(Data records)
*****
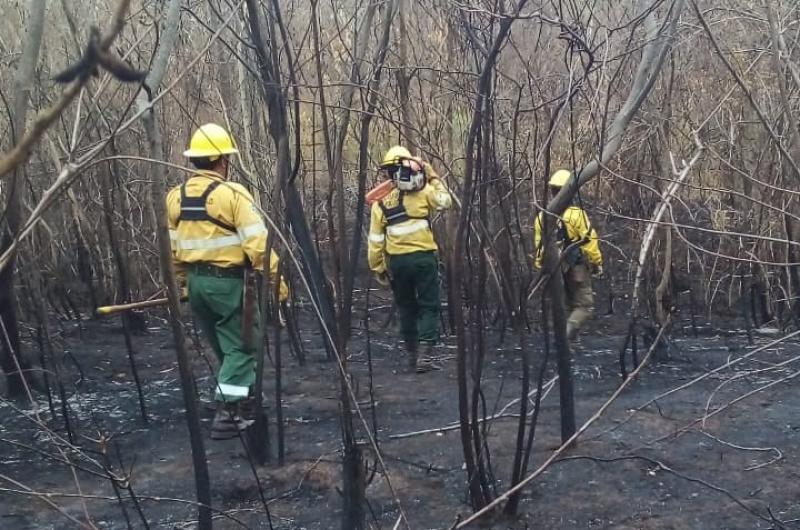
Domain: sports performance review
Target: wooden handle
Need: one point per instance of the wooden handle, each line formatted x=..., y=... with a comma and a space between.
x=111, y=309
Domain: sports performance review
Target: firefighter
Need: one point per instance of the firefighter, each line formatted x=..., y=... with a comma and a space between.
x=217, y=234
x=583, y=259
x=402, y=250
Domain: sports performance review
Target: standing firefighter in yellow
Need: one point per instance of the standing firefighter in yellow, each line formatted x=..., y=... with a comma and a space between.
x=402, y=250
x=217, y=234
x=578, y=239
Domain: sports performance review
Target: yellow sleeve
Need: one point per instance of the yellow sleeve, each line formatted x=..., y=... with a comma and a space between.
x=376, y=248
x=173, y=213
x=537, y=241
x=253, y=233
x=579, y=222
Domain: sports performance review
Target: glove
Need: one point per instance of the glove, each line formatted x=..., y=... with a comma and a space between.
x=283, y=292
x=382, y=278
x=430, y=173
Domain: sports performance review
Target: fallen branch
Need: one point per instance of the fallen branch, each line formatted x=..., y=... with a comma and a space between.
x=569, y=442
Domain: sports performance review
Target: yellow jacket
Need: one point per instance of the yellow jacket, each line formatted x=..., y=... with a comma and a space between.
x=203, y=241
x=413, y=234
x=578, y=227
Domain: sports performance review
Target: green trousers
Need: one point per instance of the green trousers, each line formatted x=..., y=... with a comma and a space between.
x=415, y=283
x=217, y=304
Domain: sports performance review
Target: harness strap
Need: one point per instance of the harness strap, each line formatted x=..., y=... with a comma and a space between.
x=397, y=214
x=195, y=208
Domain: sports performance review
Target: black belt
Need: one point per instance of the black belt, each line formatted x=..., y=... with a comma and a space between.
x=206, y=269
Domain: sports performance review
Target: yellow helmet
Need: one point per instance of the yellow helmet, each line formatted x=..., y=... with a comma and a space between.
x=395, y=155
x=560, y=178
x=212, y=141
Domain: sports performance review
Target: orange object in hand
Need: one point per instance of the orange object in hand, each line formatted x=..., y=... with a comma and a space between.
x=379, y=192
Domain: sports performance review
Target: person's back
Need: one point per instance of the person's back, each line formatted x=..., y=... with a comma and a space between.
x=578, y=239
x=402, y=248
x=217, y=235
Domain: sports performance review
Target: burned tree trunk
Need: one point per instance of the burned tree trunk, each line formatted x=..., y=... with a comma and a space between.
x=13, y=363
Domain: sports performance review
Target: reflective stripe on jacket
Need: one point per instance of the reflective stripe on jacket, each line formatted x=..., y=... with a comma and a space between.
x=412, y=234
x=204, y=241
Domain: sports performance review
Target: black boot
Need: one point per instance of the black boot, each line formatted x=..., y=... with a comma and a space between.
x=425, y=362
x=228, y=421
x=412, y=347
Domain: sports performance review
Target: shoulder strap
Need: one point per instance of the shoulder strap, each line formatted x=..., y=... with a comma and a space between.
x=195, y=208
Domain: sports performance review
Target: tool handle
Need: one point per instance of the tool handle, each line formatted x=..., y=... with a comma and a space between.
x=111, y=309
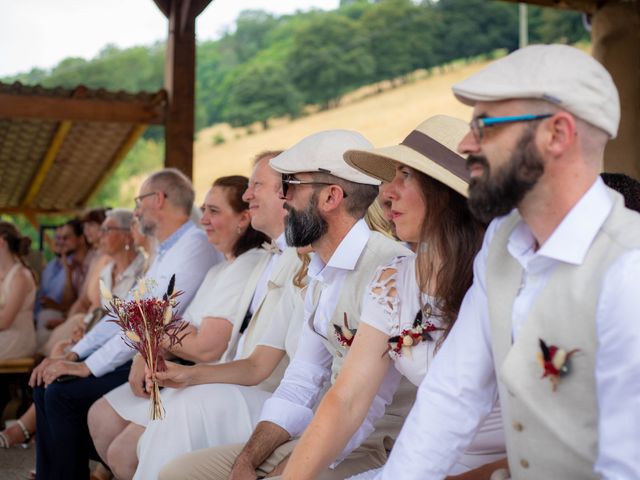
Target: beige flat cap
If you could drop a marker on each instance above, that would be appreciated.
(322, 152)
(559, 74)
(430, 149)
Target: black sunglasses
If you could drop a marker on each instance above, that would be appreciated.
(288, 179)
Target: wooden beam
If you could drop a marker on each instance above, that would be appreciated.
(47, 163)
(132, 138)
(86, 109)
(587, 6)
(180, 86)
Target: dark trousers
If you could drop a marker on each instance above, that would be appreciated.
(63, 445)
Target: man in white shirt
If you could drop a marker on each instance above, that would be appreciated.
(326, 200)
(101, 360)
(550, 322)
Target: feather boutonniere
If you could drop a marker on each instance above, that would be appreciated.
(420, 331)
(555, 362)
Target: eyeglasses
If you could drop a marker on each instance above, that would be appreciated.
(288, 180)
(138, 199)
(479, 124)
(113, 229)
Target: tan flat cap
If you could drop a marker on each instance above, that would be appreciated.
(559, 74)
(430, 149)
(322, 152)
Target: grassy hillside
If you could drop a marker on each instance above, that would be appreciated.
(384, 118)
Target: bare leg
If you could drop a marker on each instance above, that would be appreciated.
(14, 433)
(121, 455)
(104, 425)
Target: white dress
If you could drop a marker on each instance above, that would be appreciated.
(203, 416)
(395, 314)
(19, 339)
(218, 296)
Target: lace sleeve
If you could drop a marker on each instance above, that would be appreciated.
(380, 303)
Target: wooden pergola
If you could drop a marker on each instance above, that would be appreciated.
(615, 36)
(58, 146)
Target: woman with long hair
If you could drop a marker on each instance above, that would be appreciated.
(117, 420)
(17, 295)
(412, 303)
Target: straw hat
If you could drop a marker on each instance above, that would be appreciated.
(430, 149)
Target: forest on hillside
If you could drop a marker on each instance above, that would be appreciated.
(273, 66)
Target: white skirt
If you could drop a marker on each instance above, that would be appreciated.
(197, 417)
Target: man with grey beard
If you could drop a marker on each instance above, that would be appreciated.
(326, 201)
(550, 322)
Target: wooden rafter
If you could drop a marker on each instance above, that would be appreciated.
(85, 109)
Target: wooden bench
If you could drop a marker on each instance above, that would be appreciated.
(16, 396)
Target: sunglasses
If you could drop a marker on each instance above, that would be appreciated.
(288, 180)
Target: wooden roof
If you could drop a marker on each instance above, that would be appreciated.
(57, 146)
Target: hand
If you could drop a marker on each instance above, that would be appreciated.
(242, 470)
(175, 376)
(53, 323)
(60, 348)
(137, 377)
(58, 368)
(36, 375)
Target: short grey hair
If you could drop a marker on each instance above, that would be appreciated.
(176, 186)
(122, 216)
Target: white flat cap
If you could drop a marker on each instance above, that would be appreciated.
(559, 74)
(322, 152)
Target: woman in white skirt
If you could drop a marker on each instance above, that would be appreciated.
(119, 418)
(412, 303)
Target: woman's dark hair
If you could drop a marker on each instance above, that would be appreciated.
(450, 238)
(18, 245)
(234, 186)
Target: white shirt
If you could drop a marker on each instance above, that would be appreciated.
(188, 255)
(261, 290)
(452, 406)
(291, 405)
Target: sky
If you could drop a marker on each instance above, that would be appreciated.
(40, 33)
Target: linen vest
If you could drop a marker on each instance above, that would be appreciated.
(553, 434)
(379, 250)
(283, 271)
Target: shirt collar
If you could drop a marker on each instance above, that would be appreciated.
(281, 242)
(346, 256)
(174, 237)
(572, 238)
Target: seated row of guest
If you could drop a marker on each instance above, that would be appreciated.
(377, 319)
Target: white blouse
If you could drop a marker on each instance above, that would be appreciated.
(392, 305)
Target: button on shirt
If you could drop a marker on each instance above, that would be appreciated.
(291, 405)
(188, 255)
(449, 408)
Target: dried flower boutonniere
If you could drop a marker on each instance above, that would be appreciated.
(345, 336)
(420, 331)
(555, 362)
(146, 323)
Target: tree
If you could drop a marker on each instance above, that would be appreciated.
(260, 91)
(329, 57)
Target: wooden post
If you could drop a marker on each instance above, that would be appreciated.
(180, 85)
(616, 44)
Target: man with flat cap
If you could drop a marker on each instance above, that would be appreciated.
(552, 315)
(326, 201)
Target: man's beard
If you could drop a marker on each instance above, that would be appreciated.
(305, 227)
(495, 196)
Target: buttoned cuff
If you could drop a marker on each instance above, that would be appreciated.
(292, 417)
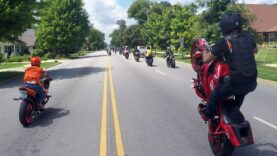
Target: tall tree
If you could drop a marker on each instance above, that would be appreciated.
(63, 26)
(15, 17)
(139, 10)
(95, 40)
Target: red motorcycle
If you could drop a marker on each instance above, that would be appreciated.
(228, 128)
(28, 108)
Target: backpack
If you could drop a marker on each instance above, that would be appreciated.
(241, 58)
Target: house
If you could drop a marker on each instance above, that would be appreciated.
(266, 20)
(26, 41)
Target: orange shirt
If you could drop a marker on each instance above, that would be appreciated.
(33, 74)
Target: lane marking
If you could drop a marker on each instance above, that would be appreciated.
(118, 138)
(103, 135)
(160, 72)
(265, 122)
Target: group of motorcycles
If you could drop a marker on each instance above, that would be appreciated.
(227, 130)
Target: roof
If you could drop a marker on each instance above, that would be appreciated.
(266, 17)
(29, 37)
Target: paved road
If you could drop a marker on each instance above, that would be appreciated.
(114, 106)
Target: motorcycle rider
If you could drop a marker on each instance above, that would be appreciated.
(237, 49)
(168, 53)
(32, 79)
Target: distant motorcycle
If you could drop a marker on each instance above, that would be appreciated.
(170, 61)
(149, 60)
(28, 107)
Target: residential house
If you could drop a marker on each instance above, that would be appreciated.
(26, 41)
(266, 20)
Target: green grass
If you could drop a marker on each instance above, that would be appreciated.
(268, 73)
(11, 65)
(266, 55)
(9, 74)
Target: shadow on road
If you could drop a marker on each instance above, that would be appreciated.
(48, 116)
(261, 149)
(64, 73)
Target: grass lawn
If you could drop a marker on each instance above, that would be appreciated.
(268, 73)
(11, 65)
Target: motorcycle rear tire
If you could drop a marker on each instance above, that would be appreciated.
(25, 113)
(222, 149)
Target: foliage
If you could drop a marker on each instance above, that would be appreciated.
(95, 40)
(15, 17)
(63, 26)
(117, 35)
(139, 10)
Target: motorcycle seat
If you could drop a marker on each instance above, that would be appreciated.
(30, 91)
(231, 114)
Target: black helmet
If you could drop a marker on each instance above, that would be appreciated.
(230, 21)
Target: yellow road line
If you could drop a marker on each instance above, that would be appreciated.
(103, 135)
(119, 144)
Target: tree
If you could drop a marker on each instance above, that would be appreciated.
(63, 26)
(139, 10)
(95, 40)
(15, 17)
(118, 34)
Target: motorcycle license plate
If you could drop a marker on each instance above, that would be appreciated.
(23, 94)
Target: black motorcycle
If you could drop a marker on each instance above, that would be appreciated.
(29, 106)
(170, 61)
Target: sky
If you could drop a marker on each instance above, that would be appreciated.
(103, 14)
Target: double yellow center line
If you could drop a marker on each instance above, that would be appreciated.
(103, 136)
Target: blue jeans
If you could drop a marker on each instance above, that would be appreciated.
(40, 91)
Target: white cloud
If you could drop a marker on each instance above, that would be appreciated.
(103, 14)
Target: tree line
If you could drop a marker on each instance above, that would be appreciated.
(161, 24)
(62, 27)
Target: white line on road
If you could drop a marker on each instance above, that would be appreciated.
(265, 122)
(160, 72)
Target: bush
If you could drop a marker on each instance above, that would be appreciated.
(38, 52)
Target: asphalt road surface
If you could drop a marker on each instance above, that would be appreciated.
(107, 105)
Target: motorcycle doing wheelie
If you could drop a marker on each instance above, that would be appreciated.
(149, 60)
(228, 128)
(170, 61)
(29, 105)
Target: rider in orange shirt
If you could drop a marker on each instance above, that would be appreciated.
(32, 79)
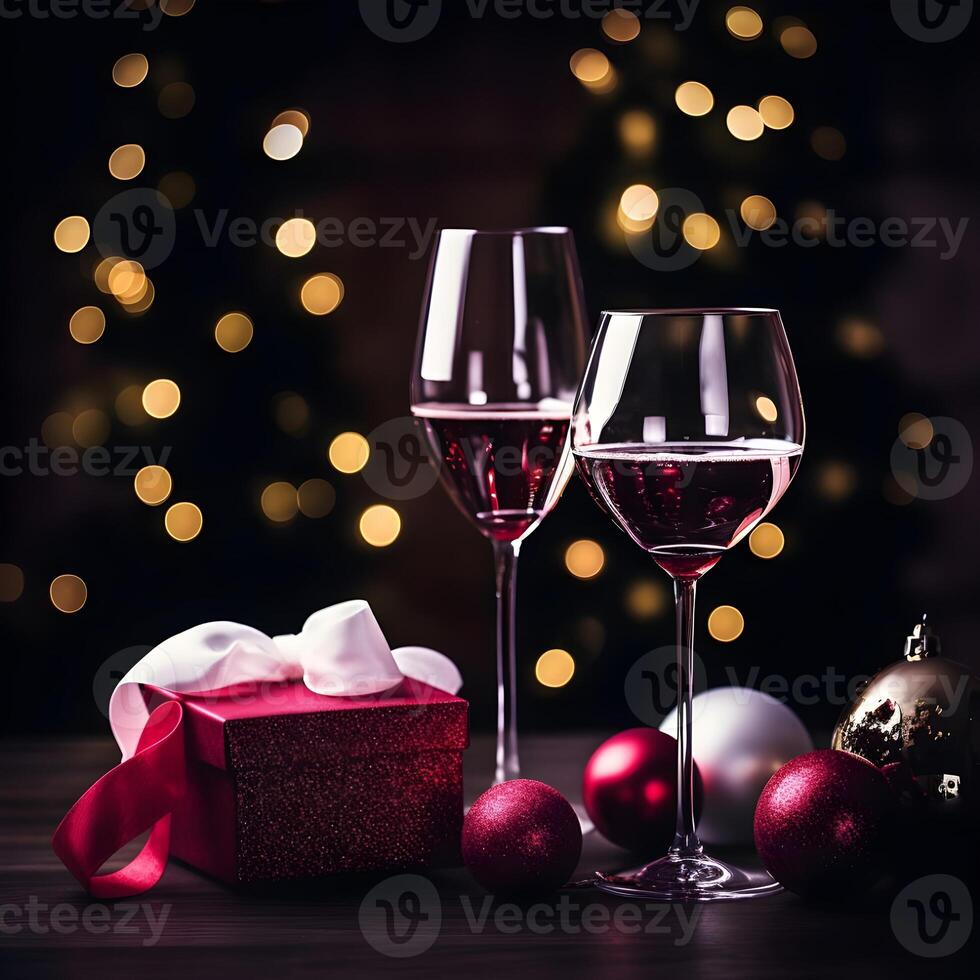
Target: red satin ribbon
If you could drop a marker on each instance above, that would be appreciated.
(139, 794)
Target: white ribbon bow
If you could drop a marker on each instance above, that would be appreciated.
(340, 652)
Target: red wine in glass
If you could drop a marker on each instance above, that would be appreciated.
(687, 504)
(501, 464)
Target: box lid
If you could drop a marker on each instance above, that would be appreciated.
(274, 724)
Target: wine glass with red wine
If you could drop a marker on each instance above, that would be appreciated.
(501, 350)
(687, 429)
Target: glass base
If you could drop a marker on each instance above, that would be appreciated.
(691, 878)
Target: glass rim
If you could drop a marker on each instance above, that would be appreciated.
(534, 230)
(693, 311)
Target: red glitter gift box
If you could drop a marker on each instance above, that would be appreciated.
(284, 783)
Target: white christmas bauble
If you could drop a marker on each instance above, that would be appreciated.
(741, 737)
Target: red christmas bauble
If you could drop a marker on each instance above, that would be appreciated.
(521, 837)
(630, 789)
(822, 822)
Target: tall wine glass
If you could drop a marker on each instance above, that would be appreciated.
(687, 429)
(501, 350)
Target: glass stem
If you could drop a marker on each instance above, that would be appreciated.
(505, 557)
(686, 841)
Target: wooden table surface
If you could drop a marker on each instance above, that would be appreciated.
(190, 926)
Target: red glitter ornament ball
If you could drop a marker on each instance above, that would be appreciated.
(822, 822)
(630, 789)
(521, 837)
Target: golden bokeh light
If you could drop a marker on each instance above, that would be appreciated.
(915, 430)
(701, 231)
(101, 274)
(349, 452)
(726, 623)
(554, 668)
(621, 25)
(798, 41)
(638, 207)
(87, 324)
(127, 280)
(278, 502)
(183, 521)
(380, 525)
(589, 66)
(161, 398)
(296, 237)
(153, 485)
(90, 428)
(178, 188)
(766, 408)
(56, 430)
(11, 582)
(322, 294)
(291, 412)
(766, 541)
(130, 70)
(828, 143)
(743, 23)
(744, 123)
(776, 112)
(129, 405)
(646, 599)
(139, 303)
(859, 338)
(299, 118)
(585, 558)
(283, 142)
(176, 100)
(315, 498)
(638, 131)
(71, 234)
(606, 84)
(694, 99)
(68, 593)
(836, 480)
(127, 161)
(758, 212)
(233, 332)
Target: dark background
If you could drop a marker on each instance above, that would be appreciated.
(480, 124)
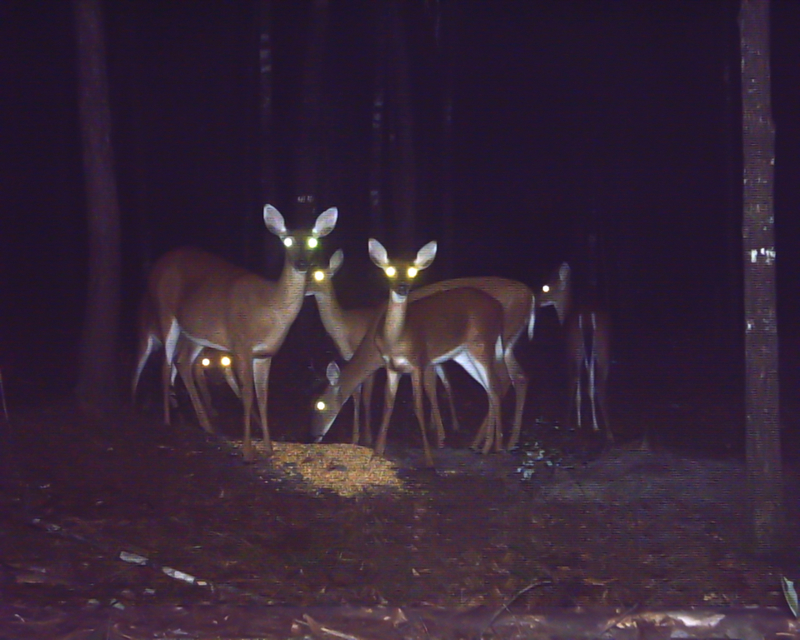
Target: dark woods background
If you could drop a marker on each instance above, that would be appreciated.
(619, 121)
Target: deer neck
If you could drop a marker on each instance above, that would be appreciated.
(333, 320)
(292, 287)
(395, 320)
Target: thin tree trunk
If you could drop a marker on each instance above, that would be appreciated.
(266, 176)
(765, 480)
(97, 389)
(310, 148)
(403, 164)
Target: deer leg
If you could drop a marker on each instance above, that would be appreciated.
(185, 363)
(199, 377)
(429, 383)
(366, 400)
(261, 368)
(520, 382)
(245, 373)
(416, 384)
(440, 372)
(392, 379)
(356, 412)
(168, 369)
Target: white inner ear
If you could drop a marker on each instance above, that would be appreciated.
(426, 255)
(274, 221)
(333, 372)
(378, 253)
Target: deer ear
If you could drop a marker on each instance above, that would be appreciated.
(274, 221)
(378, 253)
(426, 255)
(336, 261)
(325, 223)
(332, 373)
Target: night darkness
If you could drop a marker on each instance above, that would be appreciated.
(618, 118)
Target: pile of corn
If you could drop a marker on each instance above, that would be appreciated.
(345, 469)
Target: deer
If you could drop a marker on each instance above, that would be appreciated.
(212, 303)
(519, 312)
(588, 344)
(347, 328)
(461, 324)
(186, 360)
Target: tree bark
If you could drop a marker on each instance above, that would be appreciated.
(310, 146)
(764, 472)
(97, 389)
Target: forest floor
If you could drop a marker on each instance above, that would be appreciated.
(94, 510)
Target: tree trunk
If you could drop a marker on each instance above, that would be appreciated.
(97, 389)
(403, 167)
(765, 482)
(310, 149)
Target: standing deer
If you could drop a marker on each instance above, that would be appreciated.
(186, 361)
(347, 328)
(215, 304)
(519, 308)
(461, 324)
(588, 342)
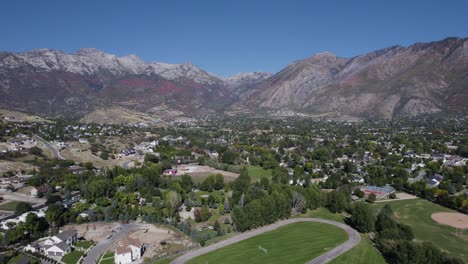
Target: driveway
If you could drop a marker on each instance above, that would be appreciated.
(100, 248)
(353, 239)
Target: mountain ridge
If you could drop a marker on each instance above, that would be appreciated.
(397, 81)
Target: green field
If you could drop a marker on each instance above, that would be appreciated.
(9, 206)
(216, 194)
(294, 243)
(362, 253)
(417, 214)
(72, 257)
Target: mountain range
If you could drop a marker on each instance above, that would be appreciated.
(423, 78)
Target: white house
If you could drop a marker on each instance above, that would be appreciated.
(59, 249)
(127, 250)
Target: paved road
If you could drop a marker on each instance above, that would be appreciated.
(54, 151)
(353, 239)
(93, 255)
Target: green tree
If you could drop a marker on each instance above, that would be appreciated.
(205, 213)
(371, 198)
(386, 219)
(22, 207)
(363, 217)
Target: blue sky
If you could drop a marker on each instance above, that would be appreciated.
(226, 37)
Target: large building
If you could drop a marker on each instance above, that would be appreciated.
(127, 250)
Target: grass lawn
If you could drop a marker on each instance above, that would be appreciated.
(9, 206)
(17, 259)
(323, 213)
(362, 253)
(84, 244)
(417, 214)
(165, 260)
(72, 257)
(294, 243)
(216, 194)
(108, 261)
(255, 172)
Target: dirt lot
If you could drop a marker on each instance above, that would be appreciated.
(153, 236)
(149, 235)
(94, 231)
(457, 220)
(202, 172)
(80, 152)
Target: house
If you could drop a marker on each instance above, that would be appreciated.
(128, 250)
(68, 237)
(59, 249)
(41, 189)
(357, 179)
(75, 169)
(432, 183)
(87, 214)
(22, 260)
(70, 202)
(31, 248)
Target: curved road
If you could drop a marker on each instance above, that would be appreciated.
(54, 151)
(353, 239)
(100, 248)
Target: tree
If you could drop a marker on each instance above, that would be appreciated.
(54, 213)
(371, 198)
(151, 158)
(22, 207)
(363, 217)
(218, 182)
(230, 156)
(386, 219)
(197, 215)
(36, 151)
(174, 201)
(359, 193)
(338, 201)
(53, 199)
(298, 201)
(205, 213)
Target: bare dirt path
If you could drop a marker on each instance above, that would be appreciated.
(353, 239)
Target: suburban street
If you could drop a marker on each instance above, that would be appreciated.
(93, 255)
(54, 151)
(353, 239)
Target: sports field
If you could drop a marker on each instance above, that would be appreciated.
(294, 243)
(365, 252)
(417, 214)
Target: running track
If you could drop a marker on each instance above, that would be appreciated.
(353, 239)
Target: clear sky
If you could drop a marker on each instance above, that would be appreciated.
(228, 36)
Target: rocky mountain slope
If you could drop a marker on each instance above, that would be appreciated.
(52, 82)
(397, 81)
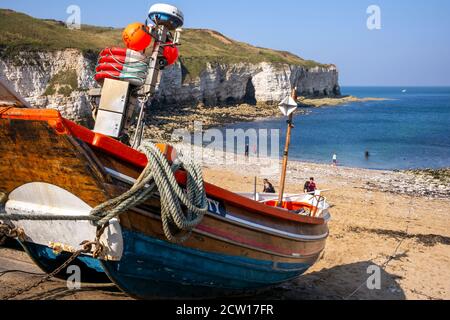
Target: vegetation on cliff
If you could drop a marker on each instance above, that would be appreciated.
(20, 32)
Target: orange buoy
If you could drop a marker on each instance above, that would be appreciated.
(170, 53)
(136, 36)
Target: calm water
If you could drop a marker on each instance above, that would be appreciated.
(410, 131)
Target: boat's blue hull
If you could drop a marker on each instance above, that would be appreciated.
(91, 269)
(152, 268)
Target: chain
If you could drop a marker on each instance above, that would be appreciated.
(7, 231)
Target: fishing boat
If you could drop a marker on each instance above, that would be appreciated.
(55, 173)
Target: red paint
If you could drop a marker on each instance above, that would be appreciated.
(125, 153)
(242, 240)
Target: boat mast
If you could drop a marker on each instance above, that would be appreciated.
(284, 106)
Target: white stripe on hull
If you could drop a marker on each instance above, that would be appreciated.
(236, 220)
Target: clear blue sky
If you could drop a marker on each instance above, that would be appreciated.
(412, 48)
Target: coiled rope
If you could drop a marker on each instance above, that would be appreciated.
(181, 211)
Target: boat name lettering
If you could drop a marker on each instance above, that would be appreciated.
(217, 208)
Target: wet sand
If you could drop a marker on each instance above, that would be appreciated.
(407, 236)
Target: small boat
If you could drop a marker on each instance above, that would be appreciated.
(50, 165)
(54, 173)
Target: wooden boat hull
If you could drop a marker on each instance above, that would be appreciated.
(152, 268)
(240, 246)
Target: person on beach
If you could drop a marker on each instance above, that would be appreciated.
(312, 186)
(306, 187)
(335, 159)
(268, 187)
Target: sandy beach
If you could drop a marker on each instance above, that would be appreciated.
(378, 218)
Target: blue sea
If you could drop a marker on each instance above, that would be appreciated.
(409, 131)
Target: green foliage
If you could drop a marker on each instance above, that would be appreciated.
*****
**PROBLEM DETAILS**
Would you reproduce the lines above, from the very first through the line containing "Target: standing firefighter in yellow", exactly and without the pictures?

**EXERCISE ANSWER**
Domain: sports performance review
Target: wooden handle
Need: one point per instance of the wooden handle, each line formatted x=..., y=... with a comma and a space between.
x=111, y=309
Domain: sports performance review
Target: firefighter
Need: one point per instance of the firefighter, each line formatted x=..., y=... with a comma and a space between.
x=217, y=234
x=583, y=259
x=402, y=250
Domain: sports performance review
Target: standing firefighter in yellow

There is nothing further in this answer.